# Reading text:

————

The Wild Hunt is a 2009 Canadian horror film produced and directed by Alexandre Franchi and starring Mark Antony Krupa, Ricky Mabe, and Kaniehtiio Horn.

Plot
Erik Magnusson and his girlfriend Evelyn have a falling out, in part due to stress from Erik's dying, incoherent father. She leaves to live in a live action role-playing game whose characters such as Celts, elves and Vikings are derived from the Middle Ages. Murtagh, the leader of a group within the game, wants Evelyn to participate in the Wild Hunt, a ritual that, if successful, will give his players a significant advantage in an upcoming mass battle.

Erik pursues Evelyn only to disrupt the game's proceedings. Erik partners with his estranged brother Bjorn and other players and referees on a quest to find Evelyn. He rescues her from the Wild Hunt and the two are reconciled, despite Murtagh's efforts to persuade her to come back.

Having lost Evelyn and been humiliated by Erik, Murtagh snaps and ritually cuts off his gamer wrist band. He leads his followers in a vicious assault on the main camp, injuring people and killing Erik. Murtagh flees, witnessing Evelyn commit suicide as he escapes through the woods.

Days later, Bjorn breaks into Murtagh's home and beats him to death.

Cast

 Mark Antony Krupa – Bjorn Magnusson
 Ricky Mabe – Erik Magnusson
 Kaniehtiio Horn – Evelyn / Princess Evlynia
 Trevor Hayes – Shaman Murtagh
 Kent McQuaid – Greg'Ash
 Nicolas Wright – King Argyle
 Claudia Jurt – Tamara (referee)
 Kyle Gatehouse – David
 Spiro Malandrakis – Oliver (referee)
 Victor Andrés Trelles Turgeon – Miguel / The Mexican Viking
 Holly O'Brien – Princess Ambrosia
 Martin Stone – Magnus Gunnarsson
 Terry Simpson – Bernie / Captain BernHeart

Production
The Wild Hunt is the first feature-length film by Montreal producer-director Alexandre Franchi. The production was based on 35mm film with an estimated $500,000 () budget.

————

# Dataset excerpt:
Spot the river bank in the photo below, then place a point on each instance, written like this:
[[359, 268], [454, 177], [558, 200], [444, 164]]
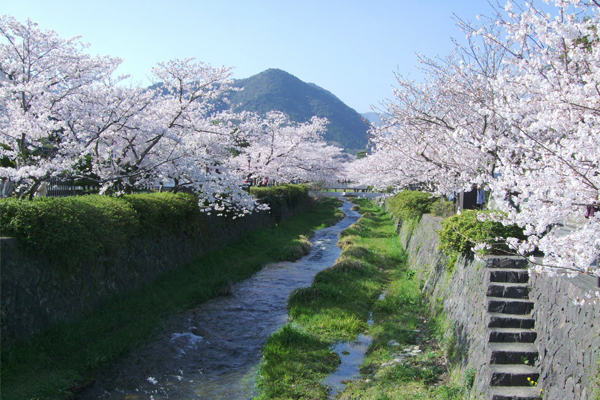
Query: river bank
[[369, 292], [66, 359]]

————

# What you will do:
**a.** Reproduce the text about the film The Wild Hunt between "Having lost Evelyn" and "Jurt – Tamara (referee)", inclusive.
**b.** Using the text about the film The Wild Hunt, decide whether each statement agrees with it, answering yes or no and quoting the words that settle it: (i) Erik dies in Murtagh's assault on the main camp. (ii) The production was shot on 16mm film. (iii) Bjorn is Erik's estranged brother.
You can set the lines aside; they aren't needed here.

# Answers to each task:
**a.**
Having lost Evelyn and been humiliated by Erik, Murtagh snaps and ritually cuts off his gamer wrist band. He leads his followers in a vicious assault on the main camp, injuring people and killing Erik. Murtagh flees, witnessing Evelyn commit suicide as he escapes through the woods.

Days later, Bjorn breaks into Murtagh's home and beats him to death.

Cast

 Mark Antony Krupa – Bjorn Magnusson
 Ricky Mabe – Erik Magnusson
 Kaniehtiio Horn – Evelyn / Princess Evlynia
 Trevor Hayes – Shaman Murtagh
 Kent McQuaid – Greg'Ash
 Nicolas Wright – King Argyle
 Claudia Jurt – Tamara (referee)

**b.**
(i) Yes: "injuring people and killing Erik"
(ii) No: "The production was based on 35mm film"
(iii) Yes: "his estranged brother Bjorn"